- WHAT YOU WILL DO -
With pictures left out, output exactly the lines from the line holding "Query: blonde woman" through the end of the data, both included.

- THE RECORDS -
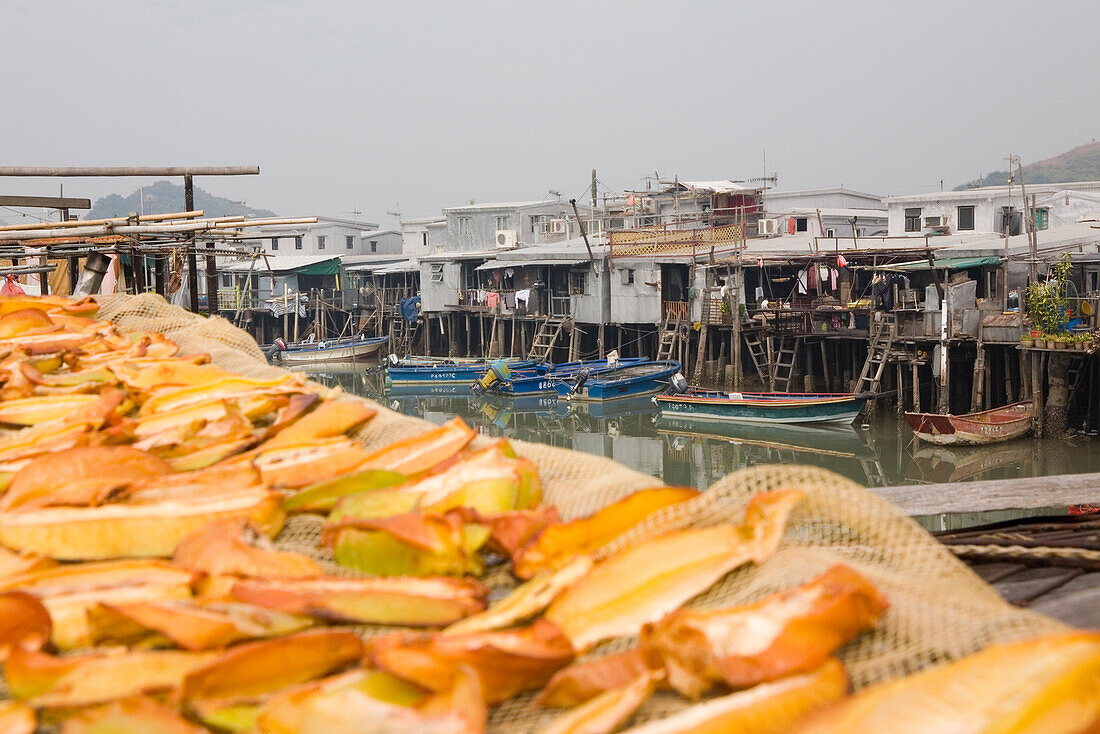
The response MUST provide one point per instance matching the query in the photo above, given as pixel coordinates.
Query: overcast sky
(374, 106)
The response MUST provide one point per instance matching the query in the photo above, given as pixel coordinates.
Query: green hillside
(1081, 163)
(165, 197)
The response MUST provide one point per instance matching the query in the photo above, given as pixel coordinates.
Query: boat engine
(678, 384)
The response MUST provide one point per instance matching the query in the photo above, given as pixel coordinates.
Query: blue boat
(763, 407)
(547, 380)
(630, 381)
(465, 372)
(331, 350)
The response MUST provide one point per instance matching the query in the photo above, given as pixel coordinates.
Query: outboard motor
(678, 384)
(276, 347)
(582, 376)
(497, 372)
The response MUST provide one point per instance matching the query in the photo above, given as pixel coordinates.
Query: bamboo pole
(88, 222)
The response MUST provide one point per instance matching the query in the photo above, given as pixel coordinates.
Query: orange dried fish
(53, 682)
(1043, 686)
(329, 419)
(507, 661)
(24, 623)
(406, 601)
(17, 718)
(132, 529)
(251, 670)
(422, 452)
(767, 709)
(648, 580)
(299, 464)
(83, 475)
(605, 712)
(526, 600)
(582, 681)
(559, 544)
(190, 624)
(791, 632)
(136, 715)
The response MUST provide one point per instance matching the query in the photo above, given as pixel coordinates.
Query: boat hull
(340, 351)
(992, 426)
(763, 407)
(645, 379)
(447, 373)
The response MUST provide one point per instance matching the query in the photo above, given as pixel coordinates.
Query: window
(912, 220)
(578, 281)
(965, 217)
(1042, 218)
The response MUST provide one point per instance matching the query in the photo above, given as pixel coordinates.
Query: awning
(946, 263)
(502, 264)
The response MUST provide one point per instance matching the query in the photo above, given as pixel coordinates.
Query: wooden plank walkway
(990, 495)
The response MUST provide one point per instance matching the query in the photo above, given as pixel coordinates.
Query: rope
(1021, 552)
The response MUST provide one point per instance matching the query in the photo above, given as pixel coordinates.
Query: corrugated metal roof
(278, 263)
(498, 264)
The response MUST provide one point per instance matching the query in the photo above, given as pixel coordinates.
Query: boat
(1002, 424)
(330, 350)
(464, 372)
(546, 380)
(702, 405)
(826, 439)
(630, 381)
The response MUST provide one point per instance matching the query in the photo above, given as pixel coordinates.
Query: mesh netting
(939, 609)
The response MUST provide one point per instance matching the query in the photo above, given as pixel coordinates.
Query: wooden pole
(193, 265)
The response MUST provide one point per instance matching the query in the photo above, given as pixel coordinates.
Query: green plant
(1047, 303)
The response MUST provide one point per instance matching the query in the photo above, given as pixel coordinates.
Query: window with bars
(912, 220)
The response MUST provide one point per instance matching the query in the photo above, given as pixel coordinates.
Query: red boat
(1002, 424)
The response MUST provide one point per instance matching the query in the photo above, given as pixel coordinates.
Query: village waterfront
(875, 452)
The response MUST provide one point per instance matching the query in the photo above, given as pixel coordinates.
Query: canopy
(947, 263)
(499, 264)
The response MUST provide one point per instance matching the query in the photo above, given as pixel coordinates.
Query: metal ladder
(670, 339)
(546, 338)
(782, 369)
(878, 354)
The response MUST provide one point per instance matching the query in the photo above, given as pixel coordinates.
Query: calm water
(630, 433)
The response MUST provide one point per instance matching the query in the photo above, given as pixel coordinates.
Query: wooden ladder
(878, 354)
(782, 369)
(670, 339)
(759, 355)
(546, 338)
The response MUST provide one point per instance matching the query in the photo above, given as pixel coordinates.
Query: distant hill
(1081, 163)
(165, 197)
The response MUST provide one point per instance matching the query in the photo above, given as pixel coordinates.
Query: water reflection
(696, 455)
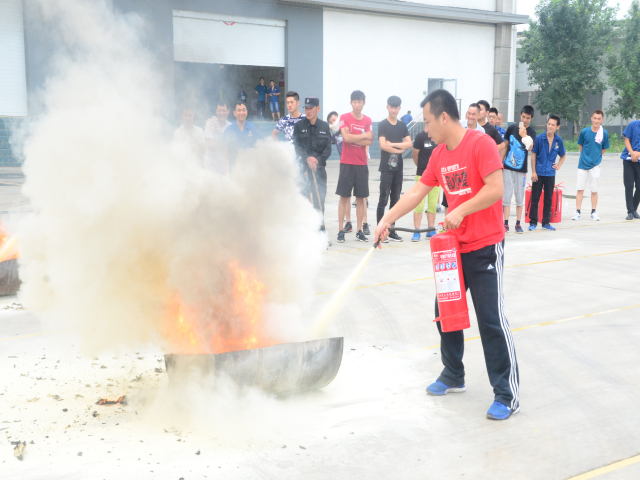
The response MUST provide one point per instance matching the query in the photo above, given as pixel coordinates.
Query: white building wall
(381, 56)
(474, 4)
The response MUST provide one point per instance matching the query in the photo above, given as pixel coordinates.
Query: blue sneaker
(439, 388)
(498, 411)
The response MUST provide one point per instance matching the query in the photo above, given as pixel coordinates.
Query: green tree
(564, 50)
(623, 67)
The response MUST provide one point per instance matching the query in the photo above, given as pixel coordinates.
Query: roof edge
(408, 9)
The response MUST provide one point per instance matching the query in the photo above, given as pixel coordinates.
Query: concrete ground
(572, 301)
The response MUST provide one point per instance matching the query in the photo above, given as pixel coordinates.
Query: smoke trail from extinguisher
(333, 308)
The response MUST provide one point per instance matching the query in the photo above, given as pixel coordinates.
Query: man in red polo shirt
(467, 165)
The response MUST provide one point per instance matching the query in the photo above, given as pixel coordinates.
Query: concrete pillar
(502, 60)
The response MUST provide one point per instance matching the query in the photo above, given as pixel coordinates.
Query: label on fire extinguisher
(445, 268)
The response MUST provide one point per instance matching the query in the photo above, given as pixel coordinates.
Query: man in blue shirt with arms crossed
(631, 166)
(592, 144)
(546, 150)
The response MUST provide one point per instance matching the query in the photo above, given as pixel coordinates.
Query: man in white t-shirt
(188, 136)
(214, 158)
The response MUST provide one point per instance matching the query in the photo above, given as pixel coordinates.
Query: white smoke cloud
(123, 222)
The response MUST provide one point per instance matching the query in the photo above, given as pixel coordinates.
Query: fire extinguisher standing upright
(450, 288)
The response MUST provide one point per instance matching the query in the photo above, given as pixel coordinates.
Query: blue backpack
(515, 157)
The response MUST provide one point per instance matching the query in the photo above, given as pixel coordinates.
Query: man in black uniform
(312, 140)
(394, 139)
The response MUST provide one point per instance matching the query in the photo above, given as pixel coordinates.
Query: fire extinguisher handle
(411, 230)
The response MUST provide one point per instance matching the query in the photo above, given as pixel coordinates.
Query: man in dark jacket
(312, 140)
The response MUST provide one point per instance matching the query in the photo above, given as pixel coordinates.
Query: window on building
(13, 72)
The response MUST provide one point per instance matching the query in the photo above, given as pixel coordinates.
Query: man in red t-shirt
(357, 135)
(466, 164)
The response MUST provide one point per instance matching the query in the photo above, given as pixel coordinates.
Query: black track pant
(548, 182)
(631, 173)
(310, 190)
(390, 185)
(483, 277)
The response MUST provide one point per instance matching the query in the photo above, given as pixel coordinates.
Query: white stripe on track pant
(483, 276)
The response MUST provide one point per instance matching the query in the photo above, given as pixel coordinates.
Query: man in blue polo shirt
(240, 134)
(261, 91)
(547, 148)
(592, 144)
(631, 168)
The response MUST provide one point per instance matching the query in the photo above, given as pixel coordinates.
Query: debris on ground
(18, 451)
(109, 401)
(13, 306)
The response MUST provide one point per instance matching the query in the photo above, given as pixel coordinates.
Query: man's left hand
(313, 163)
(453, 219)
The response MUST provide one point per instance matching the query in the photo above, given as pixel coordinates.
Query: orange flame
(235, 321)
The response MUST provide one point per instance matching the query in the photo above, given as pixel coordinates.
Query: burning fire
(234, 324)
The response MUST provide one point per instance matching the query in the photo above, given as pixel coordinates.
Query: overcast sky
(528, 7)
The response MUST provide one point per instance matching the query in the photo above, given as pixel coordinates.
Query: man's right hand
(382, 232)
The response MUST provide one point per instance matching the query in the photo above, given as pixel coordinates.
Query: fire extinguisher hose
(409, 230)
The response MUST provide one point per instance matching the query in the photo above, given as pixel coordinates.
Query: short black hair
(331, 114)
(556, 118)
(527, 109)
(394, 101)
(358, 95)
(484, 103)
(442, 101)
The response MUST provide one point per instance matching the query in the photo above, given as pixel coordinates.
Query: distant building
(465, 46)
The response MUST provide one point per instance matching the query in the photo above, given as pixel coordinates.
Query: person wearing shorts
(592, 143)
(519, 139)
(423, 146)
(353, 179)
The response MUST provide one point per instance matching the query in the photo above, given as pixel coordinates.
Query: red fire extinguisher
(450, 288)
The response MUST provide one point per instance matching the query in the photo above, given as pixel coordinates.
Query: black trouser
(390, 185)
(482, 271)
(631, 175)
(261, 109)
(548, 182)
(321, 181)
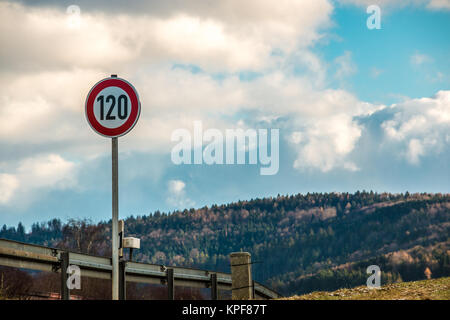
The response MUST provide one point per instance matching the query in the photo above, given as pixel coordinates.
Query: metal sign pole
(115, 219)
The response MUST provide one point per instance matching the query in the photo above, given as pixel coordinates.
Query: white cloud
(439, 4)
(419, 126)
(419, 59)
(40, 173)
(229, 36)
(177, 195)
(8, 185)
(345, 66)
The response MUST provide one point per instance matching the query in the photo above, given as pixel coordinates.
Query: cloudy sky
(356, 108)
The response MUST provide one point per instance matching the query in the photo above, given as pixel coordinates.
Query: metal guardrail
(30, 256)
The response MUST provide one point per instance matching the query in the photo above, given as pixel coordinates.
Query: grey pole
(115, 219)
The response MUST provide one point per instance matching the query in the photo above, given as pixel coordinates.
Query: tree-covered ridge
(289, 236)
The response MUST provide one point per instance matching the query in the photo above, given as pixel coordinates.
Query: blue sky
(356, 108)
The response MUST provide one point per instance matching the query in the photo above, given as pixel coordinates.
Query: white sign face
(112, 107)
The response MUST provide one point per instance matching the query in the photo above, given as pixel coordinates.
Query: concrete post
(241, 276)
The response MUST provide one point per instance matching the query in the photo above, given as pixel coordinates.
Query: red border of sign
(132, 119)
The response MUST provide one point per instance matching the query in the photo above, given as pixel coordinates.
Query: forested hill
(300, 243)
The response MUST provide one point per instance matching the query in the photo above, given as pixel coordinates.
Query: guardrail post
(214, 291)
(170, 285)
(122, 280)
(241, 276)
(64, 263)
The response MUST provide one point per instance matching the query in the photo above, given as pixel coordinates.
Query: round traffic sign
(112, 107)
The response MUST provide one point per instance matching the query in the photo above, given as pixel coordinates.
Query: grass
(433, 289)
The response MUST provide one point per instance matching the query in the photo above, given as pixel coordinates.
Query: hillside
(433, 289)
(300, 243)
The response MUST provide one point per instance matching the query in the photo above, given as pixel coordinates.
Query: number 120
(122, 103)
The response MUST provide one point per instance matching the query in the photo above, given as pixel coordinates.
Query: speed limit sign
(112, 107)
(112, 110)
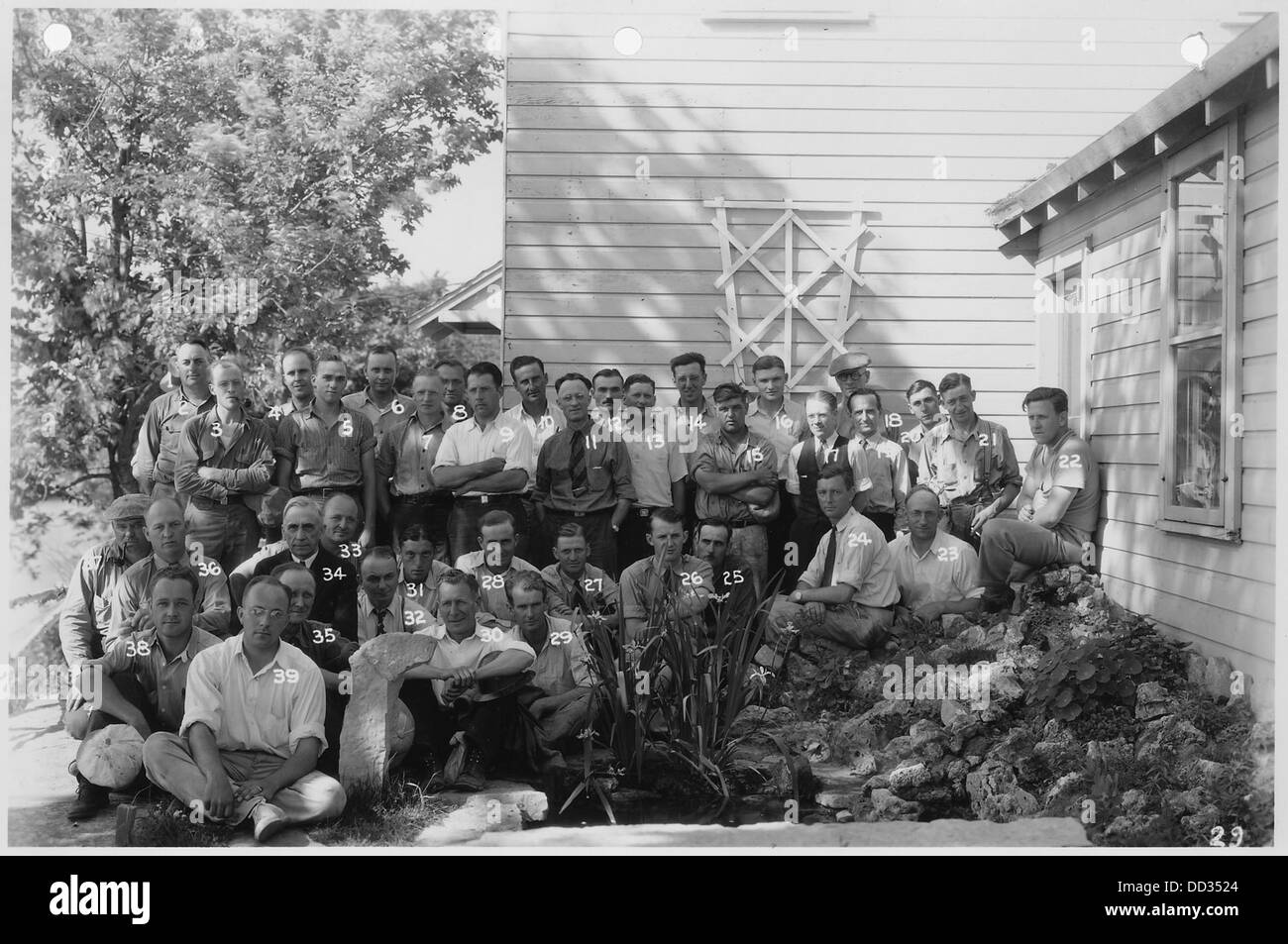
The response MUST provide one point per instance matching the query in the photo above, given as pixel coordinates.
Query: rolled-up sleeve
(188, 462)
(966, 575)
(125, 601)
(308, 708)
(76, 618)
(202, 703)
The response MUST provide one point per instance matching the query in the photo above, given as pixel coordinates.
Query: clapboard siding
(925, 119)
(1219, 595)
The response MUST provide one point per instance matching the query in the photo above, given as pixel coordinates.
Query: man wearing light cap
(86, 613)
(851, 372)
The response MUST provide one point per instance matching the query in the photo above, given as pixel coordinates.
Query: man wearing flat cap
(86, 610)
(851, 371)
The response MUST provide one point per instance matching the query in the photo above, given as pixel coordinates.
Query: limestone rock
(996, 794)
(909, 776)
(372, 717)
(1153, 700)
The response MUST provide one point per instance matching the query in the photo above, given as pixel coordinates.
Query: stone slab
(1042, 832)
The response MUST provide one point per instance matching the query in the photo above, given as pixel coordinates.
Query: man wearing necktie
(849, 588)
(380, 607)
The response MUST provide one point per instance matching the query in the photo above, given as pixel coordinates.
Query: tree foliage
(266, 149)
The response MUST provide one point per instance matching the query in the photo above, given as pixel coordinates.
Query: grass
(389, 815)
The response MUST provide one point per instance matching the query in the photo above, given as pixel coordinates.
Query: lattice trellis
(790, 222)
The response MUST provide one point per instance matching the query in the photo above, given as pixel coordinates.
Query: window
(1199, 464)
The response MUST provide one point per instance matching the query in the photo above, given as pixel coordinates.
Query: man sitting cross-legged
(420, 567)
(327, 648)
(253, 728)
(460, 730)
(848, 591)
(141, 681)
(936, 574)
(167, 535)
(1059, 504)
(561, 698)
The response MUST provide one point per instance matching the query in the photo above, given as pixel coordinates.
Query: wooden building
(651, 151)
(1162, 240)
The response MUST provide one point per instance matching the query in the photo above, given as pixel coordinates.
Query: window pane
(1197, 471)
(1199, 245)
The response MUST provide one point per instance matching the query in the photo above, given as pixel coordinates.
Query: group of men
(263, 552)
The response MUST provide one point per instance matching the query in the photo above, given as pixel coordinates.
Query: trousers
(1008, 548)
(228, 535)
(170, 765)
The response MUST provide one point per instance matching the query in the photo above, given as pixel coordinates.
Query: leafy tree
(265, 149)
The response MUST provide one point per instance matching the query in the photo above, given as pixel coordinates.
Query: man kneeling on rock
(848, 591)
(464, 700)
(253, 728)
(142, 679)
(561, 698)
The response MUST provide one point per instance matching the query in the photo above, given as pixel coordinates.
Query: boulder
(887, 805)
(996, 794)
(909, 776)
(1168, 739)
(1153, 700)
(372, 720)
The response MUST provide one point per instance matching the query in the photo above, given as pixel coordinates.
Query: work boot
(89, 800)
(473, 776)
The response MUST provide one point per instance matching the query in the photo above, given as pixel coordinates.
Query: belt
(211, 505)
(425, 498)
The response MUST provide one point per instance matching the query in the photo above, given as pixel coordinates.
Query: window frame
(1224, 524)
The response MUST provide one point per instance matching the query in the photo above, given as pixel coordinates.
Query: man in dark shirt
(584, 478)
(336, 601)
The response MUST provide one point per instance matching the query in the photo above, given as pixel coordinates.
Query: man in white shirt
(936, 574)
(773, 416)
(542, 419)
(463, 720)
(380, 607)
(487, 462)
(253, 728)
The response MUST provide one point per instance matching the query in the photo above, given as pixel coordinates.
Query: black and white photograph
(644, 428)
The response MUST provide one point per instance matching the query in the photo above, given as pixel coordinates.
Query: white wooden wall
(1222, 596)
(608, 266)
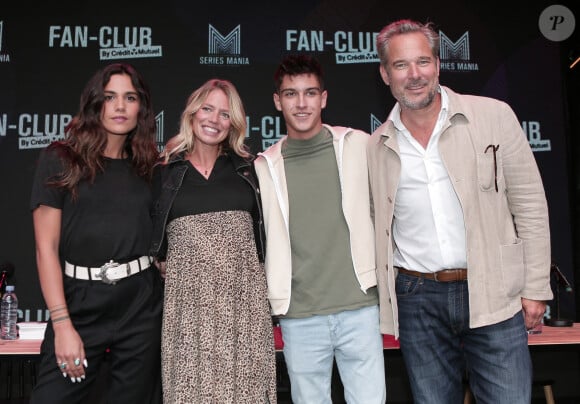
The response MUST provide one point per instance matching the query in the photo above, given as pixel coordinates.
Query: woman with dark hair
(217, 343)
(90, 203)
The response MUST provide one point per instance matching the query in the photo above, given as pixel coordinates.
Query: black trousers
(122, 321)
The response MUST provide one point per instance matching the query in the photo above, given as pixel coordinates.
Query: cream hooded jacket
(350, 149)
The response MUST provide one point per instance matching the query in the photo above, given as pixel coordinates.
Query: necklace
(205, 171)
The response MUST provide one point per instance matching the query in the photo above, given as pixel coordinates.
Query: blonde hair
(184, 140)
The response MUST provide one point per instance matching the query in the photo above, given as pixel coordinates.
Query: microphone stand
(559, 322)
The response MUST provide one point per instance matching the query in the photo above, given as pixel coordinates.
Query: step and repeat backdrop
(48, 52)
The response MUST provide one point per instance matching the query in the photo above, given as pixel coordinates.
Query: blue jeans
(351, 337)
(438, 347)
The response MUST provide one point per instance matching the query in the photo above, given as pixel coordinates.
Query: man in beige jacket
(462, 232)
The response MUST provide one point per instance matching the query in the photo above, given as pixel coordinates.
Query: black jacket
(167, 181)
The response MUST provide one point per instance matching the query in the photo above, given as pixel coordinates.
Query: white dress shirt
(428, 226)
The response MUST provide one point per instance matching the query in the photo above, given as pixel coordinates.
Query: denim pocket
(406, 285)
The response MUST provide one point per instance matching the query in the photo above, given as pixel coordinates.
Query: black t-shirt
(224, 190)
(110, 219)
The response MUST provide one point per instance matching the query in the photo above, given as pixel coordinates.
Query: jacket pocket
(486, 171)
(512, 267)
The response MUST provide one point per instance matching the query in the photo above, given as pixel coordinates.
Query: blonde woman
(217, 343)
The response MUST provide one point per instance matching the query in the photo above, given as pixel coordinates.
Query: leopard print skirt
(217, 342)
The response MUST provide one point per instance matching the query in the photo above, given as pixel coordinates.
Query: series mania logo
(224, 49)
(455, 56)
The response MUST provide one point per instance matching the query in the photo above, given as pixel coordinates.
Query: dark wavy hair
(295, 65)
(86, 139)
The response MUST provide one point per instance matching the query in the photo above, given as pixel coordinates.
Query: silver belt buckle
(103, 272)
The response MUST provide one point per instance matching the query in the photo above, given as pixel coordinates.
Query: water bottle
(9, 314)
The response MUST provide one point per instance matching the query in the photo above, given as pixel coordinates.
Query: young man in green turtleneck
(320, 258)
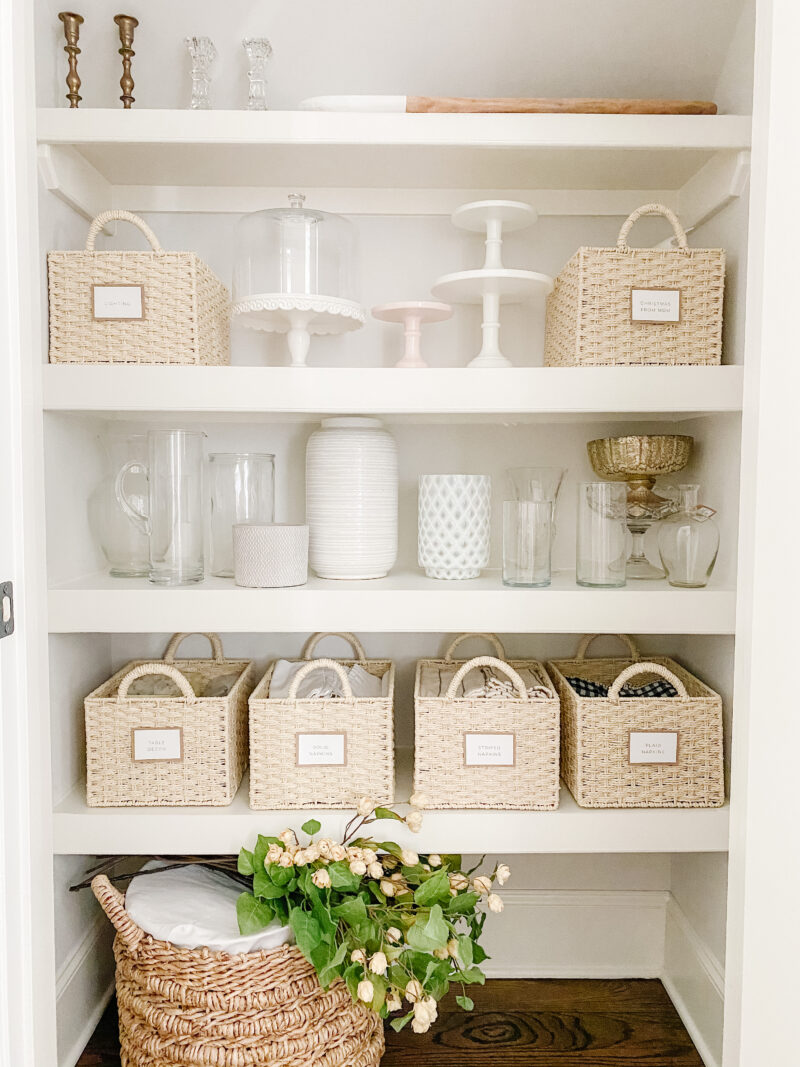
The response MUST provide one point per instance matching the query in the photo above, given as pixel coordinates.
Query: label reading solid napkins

- TASK RESULT -
Query: blonde woman
(217, 343)
The response MUST provide one point per instance matching the query in the photo above, given as pixel coordinates.
Query: leopard print skirt
(217, 342)
The response MUST provide one point per instance matching the query in the photo above, given as pixel coordinates.
Query: series mania logo
(224, 49)
(455, 56)
The response MUST provide one point per instance matching the query in the photo above, given as pixel coordinates.
Query: dark wavy hair
(295, 65)
(86, 139)
The response MUST provide one point per instance matching the query in the photo above, given as pixel coordinates.
Query: silver belt buckle
(103, 272)
The response MUST provide one point per instance matching the query in the photo above, given as pixel coordinates.
Query: water bottle
(9, 314)
The response MUST provide one point per instance matching the query in the photo above, given as pixel coordinates.
Query: young man in green turtleneck
(320, 258)
The response MUST provide one point per instance matching the query in the photo above, given as pixel coordinates.
Query: label reading solid napkins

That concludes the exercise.